SOURCE TEXT:
Content starts

Miso, no ordinary ingredient!

Sit yourself in any Japanese restaurant and you will definitely find miso soup in the menu because miso is extremely versatile. It's flavor is so unique that we've even incorporated it into 3 our our paste. So, what actually is miso? And where did it come from? And what can you do with it?



Miso is made by mixing cooked soybeans (malt) with koji. (Koji is a starter culture usually made from either fermented rice, barley or soybean). The miso in our certified Organic Miso Ginger paste is made from Thai soybeans fermented with jasmine rice and sea salt. The umami flavor and taste of the miso develops during the fermentation and maturation process.


Miso also comes in various colors such as red miso (aka), yellow miso (shinsu) or white miso (shiro). The color of the miso is dependent on various conditions such as the type of raw material, the ratio of malt, and the manufacturing process. But in general, a miso that has been fermented longer would have a darker color due to the presence of melanoidin pigments.


This protein rich paste is rich in essential minerals such as vitamin B, E, K and folic acid. And because it is fermented, it also provides your gut with beneficial bacteria for good gut health. And great gut health, means great mental and physical health.


Today, miso is now so widely used not only in soup or broths, but also in marinades, mixed into potato mash, made into salad dressing (sesame-miso vinaigrette) and many more.


To get you started, here are some easy recipes using miso which you will love making at home!

Content ends

Stored data entries

Content starts

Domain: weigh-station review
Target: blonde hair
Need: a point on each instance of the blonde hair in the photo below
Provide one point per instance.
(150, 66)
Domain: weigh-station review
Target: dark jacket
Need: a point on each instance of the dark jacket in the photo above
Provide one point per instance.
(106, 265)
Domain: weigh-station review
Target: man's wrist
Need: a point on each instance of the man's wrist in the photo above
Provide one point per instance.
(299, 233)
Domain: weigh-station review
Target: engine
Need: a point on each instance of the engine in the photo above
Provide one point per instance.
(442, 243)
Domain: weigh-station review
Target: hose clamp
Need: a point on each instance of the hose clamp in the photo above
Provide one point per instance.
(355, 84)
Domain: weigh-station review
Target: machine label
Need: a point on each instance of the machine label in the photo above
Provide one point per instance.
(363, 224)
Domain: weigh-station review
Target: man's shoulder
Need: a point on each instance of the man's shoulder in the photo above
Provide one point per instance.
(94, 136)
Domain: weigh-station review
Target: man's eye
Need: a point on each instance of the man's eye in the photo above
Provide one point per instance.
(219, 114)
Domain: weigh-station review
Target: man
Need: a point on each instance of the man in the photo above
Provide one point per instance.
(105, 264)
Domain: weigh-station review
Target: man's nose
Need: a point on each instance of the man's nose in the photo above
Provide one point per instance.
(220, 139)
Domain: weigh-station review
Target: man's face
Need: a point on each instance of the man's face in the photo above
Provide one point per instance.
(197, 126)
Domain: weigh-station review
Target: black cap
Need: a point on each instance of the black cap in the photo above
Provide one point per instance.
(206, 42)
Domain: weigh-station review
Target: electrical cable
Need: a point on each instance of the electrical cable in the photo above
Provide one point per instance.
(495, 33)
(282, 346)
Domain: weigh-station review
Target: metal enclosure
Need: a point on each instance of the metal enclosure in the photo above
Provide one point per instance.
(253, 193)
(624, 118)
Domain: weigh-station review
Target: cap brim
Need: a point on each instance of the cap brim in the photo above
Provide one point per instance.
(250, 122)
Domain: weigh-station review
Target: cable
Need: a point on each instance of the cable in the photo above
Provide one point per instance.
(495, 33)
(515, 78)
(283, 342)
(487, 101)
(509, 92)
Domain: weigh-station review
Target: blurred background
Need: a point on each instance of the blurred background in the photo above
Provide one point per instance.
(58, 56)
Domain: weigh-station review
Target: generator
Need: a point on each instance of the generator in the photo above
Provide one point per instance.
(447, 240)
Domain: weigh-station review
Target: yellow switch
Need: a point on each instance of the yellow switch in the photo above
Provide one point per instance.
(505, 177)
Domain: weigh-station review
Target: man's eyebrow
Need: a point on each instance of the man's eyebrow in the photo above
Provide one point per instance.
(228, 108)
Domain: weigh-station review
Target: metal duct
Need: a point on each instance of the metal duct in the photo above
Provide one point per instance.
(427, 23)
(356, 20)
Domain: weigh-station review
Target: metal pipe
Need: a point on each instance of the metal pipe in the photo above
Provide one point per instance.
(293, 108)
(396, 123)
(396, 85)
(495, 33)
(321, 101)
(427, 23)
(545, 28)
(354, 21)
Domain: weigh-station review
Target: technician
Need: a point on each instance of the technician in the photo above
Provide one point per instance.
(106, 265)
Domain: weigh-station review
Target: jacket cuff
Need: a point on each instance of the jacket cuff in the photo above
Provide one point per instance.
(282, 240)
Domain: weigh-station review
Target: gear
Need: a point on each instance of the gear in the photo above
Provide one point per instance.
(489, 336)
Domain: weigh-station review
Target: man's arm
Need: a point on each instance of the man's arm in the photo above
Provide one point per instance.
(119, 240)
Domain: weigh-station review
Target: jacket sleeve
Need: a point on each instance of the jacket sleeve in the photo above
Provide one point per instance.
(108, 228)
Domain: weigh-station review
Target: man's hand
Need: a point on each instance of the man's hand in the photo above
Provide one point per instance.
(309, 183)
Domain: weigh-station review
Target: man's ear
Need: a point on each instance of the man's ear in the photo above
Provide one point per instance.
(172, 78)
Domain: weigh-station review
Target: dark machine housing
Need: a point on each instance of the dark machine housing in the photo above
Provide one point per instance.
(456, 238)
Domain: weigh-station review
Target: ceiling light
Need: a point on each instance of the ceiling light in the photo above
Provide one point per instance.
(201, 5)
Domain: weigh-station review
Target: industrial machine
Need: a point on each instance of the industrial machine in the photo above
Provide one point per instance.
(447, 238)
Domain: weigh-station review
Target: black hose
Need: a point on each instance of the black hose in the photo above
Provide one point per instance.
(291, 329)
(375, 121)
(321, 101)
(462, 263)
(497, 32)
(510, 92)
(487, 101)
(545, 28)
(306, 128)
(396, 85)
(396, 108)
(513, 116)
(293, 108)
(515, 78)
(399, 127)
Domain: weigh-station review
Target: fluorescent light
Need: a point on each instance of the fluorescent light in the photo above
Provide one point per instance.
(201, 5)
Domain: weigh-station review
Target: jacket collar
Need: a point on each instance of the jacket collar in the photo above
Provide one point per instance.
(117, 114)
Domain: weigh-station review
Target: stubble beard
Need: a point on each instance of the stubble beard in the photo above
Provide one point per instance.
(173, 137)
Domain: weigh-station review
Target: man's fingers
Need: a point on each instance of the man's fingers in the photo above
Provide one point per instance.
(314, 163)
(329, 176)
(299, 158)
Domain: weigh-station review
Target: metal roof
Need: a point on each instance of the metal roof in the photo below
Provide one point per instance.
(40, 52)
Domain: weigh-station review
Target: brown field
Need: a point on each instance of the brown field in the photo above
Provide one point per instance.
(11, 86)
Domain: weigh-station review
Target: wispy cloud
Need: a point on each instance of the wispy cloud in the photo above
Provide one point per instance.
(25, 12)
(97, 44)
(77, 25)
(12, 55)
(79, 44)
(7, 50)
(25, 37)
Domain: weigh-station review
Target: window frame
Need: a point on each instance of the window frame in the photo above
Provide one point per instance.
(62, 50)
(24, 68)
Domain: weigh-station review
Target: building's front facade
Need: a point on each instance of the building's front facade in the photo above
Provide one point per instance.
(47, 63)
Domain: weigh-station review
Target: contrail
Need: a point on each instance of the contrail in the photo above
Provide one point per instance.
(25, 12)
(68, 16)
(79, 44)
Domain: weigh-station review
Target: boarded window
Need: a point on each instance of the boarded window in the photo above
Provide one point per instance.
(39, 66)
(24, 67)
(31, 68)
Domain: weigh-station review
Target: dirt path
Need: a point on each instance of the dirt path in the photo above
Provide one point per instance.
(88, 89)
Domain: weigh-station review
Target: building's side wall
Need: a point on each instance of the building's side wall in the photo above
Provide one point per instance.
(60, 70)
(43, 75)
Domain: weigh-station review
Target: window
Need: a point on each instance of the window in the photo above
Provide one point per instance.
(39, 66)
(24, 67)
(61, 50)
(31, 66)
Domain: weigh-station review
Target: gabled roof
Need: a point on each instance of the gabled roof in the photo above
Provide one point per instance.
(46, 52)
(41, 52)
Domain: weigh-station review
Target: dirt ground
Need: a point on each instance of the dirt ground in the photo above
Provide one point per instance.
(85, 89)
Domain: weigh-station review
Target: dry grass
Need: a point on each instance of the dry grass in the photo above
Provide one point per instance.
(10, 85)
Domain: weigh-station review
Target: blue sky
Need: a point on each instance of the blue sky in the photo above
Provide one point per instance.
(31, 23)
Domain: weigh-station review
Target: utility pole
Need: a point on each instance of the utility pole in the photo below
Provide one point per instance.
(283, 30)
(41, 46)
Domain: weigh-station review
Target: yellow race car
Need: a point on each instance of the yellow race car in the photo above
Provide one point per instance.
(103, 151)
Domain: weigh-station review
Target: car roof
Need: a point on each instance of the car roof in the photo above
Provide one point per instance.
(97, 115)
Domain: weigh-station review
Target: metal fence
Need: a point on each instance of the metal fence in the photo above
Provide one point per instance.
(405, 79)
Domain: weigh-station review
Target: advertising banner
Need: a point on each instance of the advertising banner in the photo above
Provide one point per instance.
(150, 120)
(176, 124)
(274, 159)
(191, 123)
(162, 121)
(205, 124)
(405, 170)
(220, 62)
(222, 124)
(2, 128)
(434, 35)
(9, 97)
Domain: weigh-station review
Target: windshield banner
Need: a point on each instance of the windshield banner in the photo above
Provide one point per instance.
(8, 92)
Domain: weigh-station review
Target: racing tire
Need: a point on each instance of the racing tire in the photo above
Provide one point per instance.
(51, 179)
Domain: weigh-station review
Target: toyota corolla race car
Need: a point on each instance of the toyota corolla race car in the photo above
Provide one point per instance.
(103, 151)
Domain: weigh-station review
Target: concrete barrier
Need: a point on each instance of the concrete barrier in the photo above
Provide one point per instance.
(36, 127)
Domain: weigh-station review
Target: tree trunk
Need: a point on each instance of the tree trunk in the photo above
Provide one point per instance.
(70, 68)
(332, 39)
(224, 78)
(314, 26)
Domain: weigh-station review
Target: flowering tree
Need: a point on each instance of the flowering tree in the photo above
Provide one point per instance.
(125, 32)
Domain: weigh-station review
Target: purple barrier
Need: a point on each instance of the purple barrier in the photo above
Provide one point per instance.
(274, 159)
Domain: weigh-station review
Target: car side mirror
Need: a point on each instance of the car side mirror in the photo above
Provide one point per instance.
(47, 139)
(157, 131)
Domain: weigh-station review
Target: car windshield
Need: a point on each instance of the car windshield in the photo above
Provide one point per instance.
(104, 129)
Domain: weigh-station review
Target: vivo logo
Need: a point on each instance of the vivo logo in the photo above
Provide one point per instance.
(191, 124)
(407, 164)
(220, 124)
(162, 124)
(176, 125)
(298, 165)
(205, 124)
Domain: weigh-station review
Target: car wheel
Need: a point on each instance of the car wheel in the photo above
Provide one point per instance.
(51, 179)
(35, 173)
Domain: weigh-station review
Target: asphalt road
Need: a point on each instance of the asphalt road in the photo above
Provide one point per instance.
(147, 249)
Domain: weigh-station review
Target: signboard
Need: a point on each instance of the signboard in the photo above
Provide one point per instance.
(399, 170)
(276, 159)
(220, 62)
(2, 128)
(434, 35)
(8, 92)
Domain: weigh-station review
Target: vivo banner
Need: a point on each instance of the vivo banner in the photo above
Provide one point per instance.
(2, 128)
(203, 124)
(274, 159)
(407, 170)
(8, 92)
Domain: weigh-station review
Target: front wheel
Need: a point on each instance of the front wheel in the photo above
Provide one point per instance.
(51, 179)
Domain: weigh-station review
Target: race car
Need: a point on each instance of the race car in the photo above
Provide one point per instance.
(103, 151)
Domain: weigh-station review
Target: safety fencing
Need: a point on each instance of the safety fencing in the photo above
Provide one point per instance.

Content ends

REQUIREMENT:
List every color of miso that the miso article names, each with the Japanese term the article gives for it in parentheses.

TASK RESPONSE:
Red (aka), yellow (shinsu), white (shiro)